Hi,
1)Solr has various type of caches . We can specify how many documents cache
can have at a time.
e.g. if windowsize=50
50 results will be cached in queryResult Cache.
if user makes a new request to server for results after 50
documents a new request will be sent to the server & server will retrieve
next 50 results in the cache.
http://wiki.apache.org/solr/SolrCaching
Yes, solr looks into the cache to retrieve the fields to be returned.
2) Yes, we can have different tokenizers or filters for index & search. We
need not create a different fieldtype. We need to configure the same
fieldtype (datatype) for index & search analyzers sections differently.
e.g.
<fieldType name="textSpell" class="solr.TextField"
positionIncrementGap="100" stored="false" multiValued="true">
*<analyzer type="index">*
<tokenizer class="solr.StandardTokenizerFactory"/>
<filter class="solr.LowerCaseFilterFactory"/>
<!--<filter class="solr.SynonymFilterFactory"
synonyms="Synonyms.txt" ignoreCase="true" expand="false"/>-->
<filter class="solr.StopFilterFactory" ignoreCase="true"
words="stopwords.txt"/>
<filter class="solr.StandardFilterFactory"/>
<filter class="solr.RemoveDuplicatesTokenFilterFactory"/>
</analyzer>
* <analyzer type="query">*
<tokenizer class="solr.StandardTokenizerFactory"/>
<filter class="solr.LowerCaseFilterFactory"/>
<filter class="solr.StandardFilterFactory"/>
<filter class="solr.RemoveDuplicatesTokenFilterFactory"/>
</analyzer>
</fieldType>
Regards,
Abhay
On Tue, Sep 15, 2009 at 6:41 PM, Shashikant Kore <[email protected]>wrote:
> Hi,
>
> I am familiar with Lucene and trying out Solr.
>
> I have index which was created outside solr. The index is fairly
> simple with two field - document_id & content. The query result needs
> to return all the document IDs. The result need not be ordered by the
> score. For this, in Lucene, I use custom hit collector with search to
> get results quickly. The index has a few million documents and queries
> returning hundreds of thousands of documents are not uncommon. So, the
> speed is crucial here.
>
> Since retrieving the document_id for each document is slow, I am using
> FileldCache to store the values of document_id. For all the results
> collected (in a bitset) with hit collector, document_id field is
> retrieved from the fieldcache.
>
> 1. How can I effectively disable scoring? I have read that
> ConstantScoreQuery is quite fast, but from the code, I see that it is
> used only for wildcard queries. How can I use ConstantScoreQuery for
> all the queries (boolean, term, phrase, ..)? Also, is
> ConstantScoreQuery as fast as a custom hit collector?
>
> 2. How can Solr take advantage of the fieldcache while returning the
> field document_id? The documentation says, fieldcache can be
> explicitly auto warmed with Solr. If fieldcache is available and
> initialized at the beginning, will solr look into the cache to
> retrieve the fields to be returned?
>
> 3. If there is an additional field for stemmed_content on which search
> needs to use different analyzer, I suppose, that could be specified by
> fieldType attribute in the schema.
>
> Thank you,
>
> --shashi
>

◆ ◆ ◆ ◆ ◆

▶ [EXERCISE INSTRUCTIONS]:
Retype the passage from the Solr thread above, starting at "http://wiki.apache.org/solr/SolrCaching" and ending at "analyzers sections differently.".

◆ ◆ ◆ ◆ ◆

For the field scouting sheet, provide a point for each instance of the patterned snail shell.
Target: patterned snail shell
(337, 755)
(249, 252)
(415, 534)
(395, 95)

◆ ◆ ◆ ◆ ◆

▶ [RESPONSE]:
http://wiki.apache.org/solr/SolrCaching
Yes, solr looks into the cache to retrieve the fields to be returned.
2) Yes, we can have different tokenizers or filters for index & search. We
need not create a different fieldtype. We need to configure the same
fieldtype (datatype) for index & search analyzers sections differently.